● Dataset excerpts
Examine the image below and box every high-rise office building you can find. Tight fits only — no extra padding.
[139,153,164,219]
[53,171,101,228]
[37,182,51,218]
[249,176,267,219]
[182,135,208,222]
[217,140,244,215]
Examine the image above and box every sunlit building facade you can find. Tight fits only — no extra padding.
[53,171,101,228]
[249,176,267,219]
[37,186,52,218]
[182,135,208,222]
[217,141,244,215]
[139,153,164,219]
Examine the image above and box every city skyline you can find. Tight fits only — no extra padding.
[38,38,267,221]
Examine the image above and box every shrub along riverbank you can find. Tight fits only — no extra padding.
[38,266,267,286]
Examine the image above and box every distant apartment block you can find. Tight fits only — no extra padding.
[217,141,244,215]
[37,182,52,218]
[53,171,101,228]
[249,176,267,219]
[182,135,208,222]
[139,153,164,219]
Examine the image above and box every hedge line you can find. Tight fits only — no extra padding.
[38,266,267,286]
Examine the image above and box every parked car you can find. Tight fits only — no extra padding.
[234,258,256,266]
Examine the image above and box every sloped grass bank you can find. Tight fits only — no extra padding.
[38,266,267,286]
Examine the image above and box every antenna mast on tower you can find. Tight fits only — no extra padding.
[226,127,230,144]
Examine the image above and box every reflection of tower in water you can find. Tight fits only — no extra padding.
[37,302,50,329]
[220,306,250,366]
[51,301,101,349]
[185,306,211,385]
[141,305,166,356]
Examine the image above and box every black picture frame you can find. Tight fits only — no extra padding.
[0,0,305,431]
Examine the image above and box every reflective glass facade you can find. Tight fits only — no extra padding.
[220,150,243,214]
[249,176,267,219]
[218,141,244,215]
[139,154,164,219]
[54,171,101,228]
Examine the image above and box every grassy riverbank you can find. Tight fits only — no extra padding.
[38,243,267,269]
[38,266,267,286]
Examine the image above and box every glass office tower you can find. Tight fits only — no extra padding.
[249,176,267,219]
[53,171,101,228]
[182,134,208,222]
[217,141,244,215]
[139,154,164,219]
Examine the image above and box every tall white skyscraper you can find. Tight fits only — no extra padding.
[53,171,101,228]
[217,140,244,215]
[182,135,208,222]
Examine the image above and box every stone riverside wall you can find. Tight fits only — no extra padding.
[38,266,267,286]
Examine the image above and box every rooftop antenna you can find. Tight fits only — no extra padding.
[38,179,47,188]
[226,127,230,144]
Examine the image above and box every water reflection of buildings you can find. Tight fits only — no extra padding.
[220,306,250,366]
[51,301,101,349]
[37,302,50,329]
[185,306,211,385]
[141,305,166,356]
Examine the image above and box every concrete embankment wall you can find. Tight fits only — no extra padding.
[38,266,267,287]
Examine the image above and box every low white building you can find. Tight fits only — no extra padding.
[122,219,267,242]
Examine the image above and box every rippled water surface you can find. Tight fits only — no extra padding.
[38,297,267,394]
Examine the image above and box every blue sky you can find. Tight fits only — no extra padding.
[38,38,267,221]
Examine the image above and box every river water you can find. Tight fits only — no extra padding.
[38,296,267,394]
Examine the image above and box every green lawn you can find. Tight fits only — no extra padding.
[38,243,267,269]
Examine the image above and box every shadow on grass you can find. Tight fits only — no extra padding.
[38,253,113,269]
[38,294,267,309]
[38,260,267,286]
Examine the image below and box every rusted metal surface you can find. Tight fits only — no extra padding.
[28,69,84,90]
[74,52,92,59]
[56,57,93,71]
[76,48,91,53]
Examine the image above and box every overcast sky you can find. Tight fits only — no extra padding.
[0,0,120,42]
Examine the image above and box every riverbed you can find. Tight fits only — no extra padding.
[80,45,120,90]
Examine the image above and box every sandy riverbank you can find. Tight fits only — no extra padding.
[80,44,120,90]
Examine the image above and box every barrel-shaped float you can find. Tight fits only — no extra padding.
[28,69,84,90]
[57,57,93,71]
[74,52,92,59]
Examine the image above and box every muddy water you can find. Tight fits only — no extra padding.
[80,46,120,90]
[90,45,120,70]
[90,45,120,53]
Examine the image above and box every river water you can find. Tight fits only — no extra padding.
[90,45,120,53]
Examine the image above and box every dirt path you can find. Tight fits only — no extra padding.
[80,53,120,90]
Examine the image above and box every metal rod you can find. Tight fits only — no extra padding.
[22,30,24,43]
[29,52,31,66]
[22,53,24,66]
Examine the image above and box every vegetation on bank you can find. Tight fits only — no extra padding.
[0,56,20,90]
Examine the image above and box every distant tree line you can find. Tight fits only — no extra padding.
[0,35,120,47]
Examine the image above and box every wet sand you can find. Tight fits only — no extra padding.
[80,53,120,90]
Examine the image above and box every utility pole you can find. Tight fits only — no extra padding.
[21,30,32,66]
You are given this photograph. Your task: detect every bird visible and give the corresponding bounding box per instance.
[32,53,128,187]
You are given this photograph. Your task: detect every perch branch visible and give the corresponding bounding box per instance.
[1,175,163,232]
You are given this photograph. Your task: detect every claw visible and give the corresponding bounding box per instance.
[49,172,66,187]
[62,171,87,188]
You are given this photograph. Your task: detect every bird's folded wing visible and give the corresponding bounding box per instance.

● Task objective
Can you reproduce the lines starting at the one containing "Examine the image above and box every reflection" and ending at the one containing "[54,171,101,228]", with "black picture frame" changed to "dark wooden frame" and nothing else altered?

● Response for this exercise
Examine the image above and box every reflection of tower in water you can find. Tight fits only — no extra padding.
[37,302,50,329]
[220,306,250,366]
[51,301,101,349]
[185,306,211,385]
[141,305,166,356]
Examine the image above and box every dark wooden frame you can find. Tight fits only — no extra padding.
[0,0,305,431]
Examine the image above and box every reflective glass facade you can find. Tight fits only — no extra padding.
[220,150,243,214]
[249,176,267,219]
[218,141,244,215]
[139,154,164,219]
[54,171,101,228]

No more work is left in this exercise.